**Passage source**
▼▼▼
La donation-partage internationale

 

 

Sébastien COLLET, Notaire à Laval

Marjorie GRAND, Notaire à Valence

Marion GIRARD-CABOUAT, Notaire à Annecy

 

La donation-partage dans un contexte international est un bel outil de transmission patrimoniale, notamment quand le patrimoine à transmettre et partager se situe dans plusieurs pays.

D'une part, la possibilité d'intégrer des patrimoines immobiliers ou mobiliers se trouvant à l'étranger peut apporter une réponse à la problématique des donations partages indivises, quand le patrimoine français est insuffisant pour allotir chaque enfant de droits divis.

D'autre part, l'évolution de la société, la libre circulation des personnes et des biens en Europe, la monnaie unique, ainsi que les facilités de déplacement dans le monde entier ont facilité les investissements extra-frontaliers.

 

Sur 15 % des ménages possédant un bien autre que leur résidence principale (résidence secondaire ou d'investissement), 7 % ont désormais un bien immobilier à l'étranger et ce phénomène tend à s'accentuer.

 

Dans le même temps, les investissements immobiliers privés réalisés en France par des non-résidents restent nombreux. En Provence-Alpes-Côte d'Azur, par exemple, « un détenteur de résidence secondaire sur cinq réside fiscalement à l'étranger.
▲▲▲
**Extrait des données**
▼▼▼
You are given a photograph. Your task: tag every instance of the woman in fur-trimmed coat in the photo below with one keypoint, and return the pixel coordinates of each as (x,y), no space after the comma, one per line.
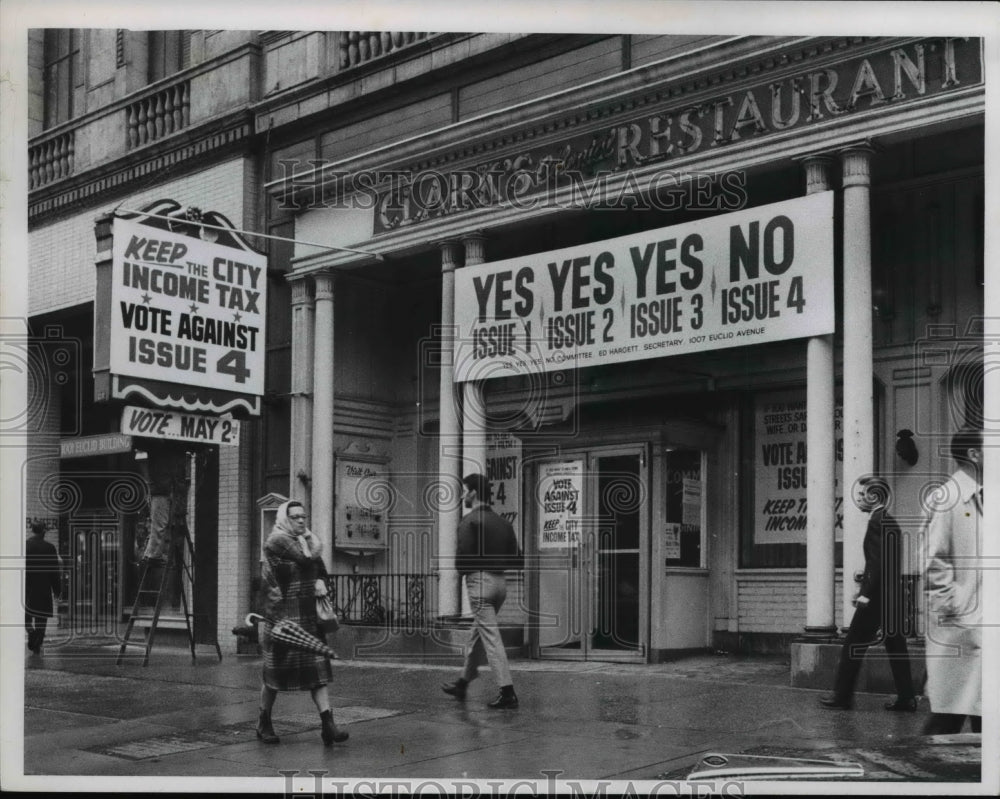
(293,576)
▲▲▲
**Consigne A**
Relevez dans le passage source les facteurs qui, selon lui, ont facilité les investissements extra-frontaliers.
**Consigne B**
Recopiez à l'identique le fragment du passage source qui va de « D'autre part, l'évolution » jusqu'à « tend à s'accentuer. ».

**Résultat A**
- l'évolution de la société
- la libre circulation des personnes et des biens en Europe
- la monnaie unique
- les facilités de déplacement dans le monde entier

**Résultat B**
D'autre part, l'évolution de la société, la libre circulation des personnes et des biens en Europe, la monnaie unique, ainsi que les facilités de déplacement dans le monde entier ont facilité les investissements extra-frontaliers.

 

Sur 15 % des ménages possédant un bien autre que leur résidence principale (résidence secondaire ou d'investissement), 7 % ont désormais un bien immobilier à l'étranger et ce phénomène tend à s'accentuer.